L’Iran a cependant des avantages à accepter aujourd’hui quelques concessions. Le régime joue avec le temps, surtout face à l’homme pressé qu’est Donald Trump. Faire miroiter une diminution du taux d’enrichissement peut lui permettre d’éviter le retour des sanctions européennes ainsi qu’une intervention militaire américano-israélienne. «Le leader suprême Ali Khamenei peut estimer que s’engager dans des négociations nucléaires avec les États-Unis est la meilleure option pour conserver la stabilité du régime, faire progresser l’économie iranienne et éviter une frappe contre les installations nucléaires», explique l’Institute for the Study of War (ISW).La partie est d’autant plus facile à jouer que les négociateurs iraniens, entraînés depuis 2003, ont en face d’eux un homologue américain, l’ancien promoteur immobilier Steve Witkoff, ignorant du dossier et de ses complexités.
Pour autant, si un accord, même provisoire, naît des pourparlers, il ne sera pas forcément une réplique du JCPOA. «Si les deux parties acceptent de négocier, c’est surtout pour éviter la guerre», résume Clément Therme. Le stock d’uranium enrichi à plus de 60% dont dispose l’Iran aujourd’hui est beaucoup plus important qu’en 2015. «Et, contrairement à 2015, poursuit le spécialiste, l’Iran n’a cette fois pas de grande perspective économique à la clé», poursuit-il. Autre différence : alors qu’en 2015 les Européens, notamment les Français, étaient aussi à la manœuvre, ils ont cette fois été remplacés parles partenaires arabes des Américains. La Russie, à laquelle Trump a demandé son aide sur le dossier, est également de la partie. D’ailleurs, le chef de la diplomatie iranienne doit se rendre ce jeudi à Moscou, avant la reprise des négociations. «Donald Trump, ajoute Clément Therme, a besoin de Moscou, qui n’est pas favorable à un Iran nucléaire, pour régler la question à moindres frais.» Sur le bureau de Donald Trump, l’Iran et l’Ukraine, vis-à-vis de la Russie, sont désormais liés.
Encore faudra-t-il convaincre Israël, qui juge la question nucléaire iranienne comme existentielle. Pour Benyamin Netanyahou, il ne saurait y avoir de «deal» avec Téhéran s’il ne prévoit pas la destruction des sites nucléaires, sous surveillance des États-Unis. Seule alternative? L’option militaire. Mais il n’est pas certain que les Israéliens en aient les moyens sans l’aide américaine…
Reste un troisième scénario, guère plus optimiste, celui de la Corée du Nord. En 2019, Donald Trump avait tenté de passer un «deal» avec le président dictateur Kim Jong-un– «little rocket e man» – pour dénucléariser le nord de la péninsule. Le compromis avait échoué et le président américain s’était désinvesti du dossier. Depuis, la Corée du Nord s’est renforcée. Elle est devenue un solide allié de la Russie, à qui elle fournit armes et troupes dans sa guerre contre l’Ukraine…
Mais, on le sait aussi : Donald Trump est capable de brusques changements de cap! Et il est arrivé, avec les accords d’Abraham, par exemple, que son ambition soit couronnée de succès.

:: DONNÉES À EXAMINER ::
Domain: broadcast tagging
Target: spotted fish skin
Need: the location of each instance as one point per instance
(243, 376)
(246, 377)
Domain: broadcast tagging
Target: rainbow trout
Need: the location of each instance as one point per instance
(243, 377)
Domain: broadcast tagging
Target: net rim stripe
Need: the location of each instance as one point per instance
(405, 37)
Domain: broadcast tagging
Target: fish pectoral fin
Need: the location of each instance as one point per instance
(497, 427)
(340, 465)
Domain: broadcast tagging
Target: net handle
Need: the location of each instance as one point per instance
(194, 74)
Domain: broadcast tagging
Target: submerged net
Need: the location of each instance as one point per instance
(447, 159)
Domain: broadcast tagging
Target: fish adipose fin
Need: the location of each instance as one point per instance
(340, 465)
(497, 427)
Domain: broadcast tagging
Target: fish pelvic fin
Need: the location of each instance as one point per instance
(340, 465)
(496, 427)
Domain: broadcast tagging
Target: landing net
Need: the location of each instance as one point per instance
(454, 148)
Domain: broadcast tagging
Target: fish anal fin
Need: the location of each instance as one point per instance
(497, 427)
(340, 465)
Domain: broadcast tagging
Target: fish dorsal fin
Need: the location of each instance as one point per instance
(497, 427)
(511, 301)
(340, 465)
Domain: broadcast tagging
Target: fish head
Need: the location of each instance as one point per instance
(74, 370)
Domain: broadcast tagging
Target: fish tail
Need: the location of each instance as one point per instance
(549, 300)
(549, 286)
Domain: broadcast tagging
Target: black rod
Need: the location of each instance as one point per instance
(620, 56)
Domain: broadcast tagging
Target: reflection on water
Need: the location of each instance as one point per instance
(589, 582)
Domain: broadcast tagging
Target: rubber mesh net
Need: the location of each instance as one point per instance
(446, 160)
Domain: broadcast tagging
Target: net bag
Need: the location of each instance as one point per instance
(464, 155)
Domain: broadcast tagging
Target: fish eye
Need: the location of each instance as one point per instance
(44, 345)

:: CONSIGNE DE TRAVAIL ::
Recopiez le passage du texte sur le nucléaire iranien, de «L’Iran a cependant» à «de ses complexités.». Les lignes proviennent d'une autre source que le texte.

:: RÉPONSE À L'EXERCICE ::
L’Iran a cependant des avantages à accepter aujourd’hui quelques concessions. Le régime joue avec le temps, surtout face à l’homme pressé qu’est Donald Trump. Faire miroiter une diminution du taux d’enrichissement peut lui permettre d’éviter le retour des sanctions européennes ainsi qu’une intervention militaire américano-israélienne. «Le leader suprême Ali Khamenei peut estimer que s’engager dans des négociations nucléaires avec les États-Unis est la meilleure option pour conserver la stabilité du régime, faire progresser l’économie iranienne et éviter une frappe contre les installations nucléaires», explique l’Institute for the Study of War (ISW).La partie est d’autant plus facile à jouer que les négociateurs iraniens, entraînés depuis 2003, ont en face d’eux un homologue américain, l’ancien promoteur immobilier Steve Witkoff, ignorant du dossier et de ses complexités.